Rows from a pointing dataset
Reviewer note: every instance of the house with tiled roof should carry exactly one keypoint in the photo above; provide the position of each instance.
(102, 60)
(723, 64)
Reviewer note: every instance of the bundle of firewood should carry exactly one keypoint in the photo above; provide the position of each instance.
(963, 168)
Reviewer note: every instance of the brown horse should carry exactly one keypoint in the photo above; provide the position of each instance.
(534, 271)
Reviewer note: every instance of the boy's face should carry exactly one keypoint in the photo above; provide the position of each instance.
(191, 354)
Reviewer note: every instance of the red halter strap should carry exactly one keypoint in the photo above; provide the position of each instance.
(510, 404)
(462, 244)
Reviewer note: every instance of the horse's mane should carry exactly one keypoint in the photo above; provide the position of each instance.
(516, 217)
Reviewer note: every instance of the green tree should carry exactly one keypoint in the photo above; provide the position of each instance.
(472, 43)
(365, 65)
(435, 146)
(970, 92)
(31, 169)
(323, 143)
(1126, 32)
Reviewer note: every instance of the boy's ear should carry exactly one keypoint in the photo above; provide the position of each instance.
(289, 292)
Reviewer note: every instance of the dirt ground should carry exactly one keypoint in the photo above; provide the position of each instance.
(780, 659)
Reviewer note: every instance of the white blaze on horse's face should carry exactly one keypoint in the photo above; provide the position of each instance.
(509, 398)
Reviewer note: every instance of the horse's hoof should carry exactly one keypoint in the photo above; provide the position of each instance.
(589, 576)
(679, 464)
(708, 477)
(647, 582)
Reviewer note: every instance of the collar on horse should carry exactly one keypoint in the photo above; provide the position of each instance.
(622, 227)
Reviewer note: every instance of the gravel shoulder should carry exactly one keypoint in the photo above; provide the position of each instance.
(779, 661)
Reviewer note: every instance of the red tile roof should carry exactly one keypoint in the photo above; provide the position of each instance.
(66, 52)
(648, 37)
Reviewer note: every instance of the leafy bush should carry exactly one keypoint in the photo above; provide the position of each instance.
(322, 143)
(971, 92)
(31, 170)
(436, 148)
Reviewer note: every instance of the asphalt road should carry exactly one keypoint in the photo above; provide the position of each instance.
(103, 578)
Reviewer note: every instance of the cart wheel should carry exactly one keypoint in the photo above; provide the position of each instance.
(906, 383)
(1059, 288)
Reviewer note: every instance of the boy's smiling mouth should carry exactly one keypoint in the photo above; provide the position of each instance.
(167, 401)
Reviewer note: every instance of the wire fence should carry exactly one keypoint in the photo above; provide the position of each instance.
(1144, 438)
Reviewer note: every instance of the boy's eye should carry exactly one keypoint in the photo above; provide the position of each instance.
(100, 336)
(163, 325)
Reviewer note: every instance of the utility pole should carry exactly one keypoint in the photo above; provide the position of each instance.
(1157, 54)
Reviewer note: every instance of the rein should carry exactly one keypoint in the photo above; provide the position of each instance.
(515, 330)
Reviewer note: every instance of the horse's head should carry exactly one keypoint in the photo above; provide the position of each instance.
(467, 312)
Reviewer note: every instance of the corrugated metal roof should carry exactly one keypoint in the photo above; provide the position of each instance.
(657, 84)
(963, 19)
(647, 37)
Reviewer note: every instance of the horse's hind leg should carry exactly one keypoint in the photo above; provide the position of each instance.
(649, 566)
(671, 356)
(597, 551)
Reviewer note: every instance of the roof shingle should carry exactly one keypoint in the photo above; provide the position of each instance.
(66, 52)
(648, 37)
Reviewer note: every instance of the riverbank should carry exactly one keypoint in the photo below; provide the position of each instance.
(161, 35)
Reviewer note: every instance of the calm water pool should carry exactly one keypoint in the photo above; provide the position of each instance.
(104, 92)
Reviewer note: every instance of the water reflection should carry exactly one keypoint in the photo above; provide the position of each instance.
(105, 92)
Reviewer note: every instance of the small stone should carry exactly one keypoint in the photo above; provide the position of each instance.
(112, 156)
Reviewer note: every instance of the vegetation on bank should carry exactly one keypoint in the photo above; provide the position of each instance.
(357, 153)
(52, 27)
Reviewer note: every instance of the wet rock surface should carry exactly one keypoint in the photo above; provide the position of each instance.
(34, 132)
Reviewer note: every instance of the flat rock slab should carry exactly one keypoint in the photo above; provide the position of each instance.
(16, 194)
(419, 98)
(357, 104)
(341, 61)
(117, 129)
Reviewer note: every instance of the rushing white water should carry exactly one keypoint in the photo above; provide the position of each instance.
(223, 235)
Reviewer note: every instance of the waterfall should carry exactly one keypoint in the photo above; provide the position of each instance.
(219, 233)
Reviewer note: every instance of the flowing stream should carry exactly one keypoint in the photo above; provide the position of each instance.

TASK BRIEF:
Change every "Reviewer note" in these lines to "Annotator note" and leave everything else unchanged.

TASK RESULT:
Annotator note: every instance of the house with tiled roof should carry exactly one keypoint in the photo above; provide the position of each instance.
(102, 60)
(723, 64)
Annotator note: every instance of the bundle of firewood should carry exactly one keypoint in the photo above; provide the position of each instance.
(963, 168)
Annotator note: every instance of the brown horse should carry exactly one keypoint in the photo above; provide the position of each instance.
(534, 271)
Annotator note: every instance of the boy's face should carry exactly one keypoint in the photo above; provide the position of each instance.
(191, 354)
Annotator note: every instance of the red halter strap should carry exactly one keypoint in the photo above; provide the position of each instance.
(510, 404)
(462, 244)
Annotator note: every instance of the horse's mane should carry exactly one keypoint in the photo above; provide the position of each instance.
(516, 217)
Annotator note: every instance of the green tree should carry exactly one keypoint in the photo above; provide the position of each instance.
(472, 43)
(365, 65)
(435, 146)
(970, 92)
(31, 169)
(323, 143)
(1126, 32)
Annotator note: every instance of the boy's ear should carry exactly one keypoint in the photo above; provide the position of each instance.
(289, 292)
Annotator note: every instance of the dirt ground should carry exactly one keypoint in the photo above; provide the position of each instance.
(780, 659)
Annotator note: every instance of the white blaze on horse's face should carry exactly one keypoint in the photo above; provide the position of each instance.
(509, 398)
Annotator note: every instance of the horse's hoof should carry exactly one keypoint in the photo above; provide the position of each instance.
(589, 576)
(679, 464)
(708, 477)
(647, 582)
Annotator note: every instance of the collar on horse should carry exactly one keypoint in the photo above; provide the position of each instance.
(622, 227)
Annotator note: every instance of the gravel shoulder should carry exactly one keypoint in the photo above; provide the position of each instance.
(779, 661)
Annotator note: every instance of the red tile roof should carry exactly one keypoint in the photo above; provide the position of each instance.
(66, 52)
(648, 37)
Annotator note: every instance of the leafy bush should carry exactly one keypoint in the photo above; provide the position of each instance.
(322, 143)
(971, 92)
(31, 170)
(436, 148)
Annotator note: every instance of the asphalt road should carry exactly one keypoint in the photo above; provide the position of each instance.
(103, 578)
Annotator note: every instance of the cart wheel should carry exactly one keypoint in the photo above; provide the position of each instance.
(906, 383)
(1059, 288)
Annotator note: every instance of the boy's smiling mouth should carry exactly one keypoint in the photo above; provide the position of each instance.
(167, 401)
Annotator note: every instance of the wire fence should carry exactly one keypoint in the photo above; provide the position of each instance.
(1144, 438)
Annotator note: every instance of the boy's eye should carry exactly one keypoint in the photo above; provide the position of each instance.
(100, 336)
(163, 325)
Annotator note: every instance of the utility pole should carry exactly one keypoint in the photo above; provide the position of each instance.
(1157, 54)
Annotator note: every instance of the rein should carry exactly one keypoint in the photo above; provide the position of each instance.
(515, 330)
Annotator note: every instance of the horse's head should carry exactly one keypoint in the photo above; provide the position of each instance.
(467, 312)
Annotator note: every instance of the corrugated metal roof should carry exactly one keypoint in the photo above; provide the position of each instance.
(657, 84)
(963, 19)
(647, 37)
Annotator note: every instance of the horse's hind leg should carry exactly one keypoint in the photo above; provide the position of each instance.
(649, 566)
(671, 356)
(597, 551)
Annotator note: every instance of the roof shingle should carry exactly one keypoint in the photo above; provide the position of each instance.
(66, 52)
(648, 37)
Annotator note: every instance of the riverbank should carry exactly one keypoint in the photo below; provide the position of each instance.
(161, 35)
Annotator note: every instance of the calm water pool should carry exactly one keypoint in the photo above; provide the position of each instance.
(104, 92)
Annotator note: every instance of the water reflection should carry exactly one keypoint in the photo above; provide the position of each instance.
(105, 92)
Annotator note: every instance of the small stone should carry exactly one keypoint in the photo above; provide the position of each instance.
(112, 156)
Annotator note: every instance of the vegetation on bank should carry exactly one keypoint in the photo above; provide the position of each instance.
(357, 153)
(52, 27)
Annotator note: every instance of the wet rock surface should carry exactly one keypoint in the photo above; provide the position of each instance.
(34, 132)
Annotator note: every instance of the flat rock slab should carry exactly one keypoint in the photo above; provide the position of each instance.
(16, 194)
(419, 98)
(357, 104)
(341, 61)
(117, 129)
Annotator note: every instance of the rushing white water should carry exactly one keypoint in the photo above; provide the position of each instance.
(223, 235)
Annotator note: every instance of the waterfall should carry exactly one keypoint in the photo above; provide the position of each instance.
(219, 233)
Annotator note: every instance of the flowing stream should carry exactly one keypoint in the photo above; provide the position of each instance.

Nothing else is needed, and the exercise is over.